**Task prompt**
Report, from the records below, every line where the word "branch" appears.

**Task input**
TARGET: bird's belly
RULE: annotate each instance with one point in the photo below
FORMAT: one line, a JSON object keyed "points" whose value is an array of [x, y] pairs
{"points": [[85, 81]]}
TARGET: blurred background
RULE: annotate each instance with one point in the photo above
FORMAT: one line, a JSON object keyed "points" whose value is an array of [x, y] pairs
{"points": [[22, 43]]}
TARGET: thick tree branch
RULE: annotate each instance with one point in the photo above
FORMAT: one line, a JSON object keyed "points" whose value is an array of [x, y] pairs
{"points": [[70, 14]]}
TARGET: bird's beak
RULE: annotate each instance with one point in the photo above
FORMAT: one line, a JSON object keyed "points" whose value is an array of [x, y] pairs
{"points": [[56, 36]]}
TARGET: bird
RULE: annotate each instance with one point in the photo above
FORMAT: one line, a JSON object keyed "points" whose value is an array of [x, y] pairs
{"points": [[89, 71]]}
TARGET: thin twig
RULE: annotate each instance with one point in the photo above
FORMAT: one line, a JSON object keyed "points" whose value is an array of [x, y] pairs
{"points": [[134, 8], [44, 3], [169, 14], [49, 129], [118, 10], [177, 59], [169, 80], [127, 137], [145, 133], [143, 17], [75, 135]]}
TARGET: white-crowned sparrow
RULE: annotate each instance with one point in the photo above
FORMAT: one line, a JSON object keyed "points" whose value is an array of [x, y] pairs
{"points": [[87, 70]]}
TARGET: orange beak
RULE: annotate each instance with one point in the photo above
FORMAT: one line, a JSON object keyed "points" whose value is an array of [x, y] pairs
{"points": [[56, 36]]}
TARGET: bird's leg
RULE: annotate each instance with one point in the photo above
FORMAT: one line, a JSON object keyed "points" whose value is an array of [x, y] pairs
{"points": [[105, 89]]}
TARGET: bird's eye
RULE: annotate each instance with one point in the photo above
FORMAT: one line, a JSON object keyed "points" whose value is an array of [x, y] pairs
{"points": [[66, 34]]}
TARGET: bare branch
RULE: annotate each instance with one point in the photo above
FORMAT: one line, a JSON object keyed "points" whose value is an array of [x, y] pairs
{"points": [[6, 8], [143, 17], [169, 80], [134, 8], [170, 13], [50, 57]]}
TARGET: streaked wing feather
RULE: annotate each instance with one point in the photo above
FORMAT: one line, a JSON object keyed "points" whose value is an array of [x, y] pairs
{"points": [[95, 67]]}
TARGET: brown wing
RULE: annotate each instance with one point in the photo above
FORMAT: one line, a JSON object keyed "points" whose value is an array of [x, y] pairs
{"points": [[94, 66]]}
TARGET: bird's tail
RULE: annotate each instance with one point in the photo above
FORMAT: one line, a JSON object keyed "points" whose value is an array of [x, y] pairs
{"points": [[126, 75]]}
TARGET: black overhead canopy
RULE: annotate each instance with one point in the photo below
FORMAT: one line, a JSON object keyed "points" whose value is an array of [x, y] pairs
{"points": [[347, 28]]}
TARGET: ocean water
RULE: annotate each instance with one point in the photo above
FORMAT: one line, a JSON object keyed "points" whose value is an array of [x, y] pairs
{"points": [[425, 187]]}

**Response area**
TARGET: thick tree branch
TARGET: bare branch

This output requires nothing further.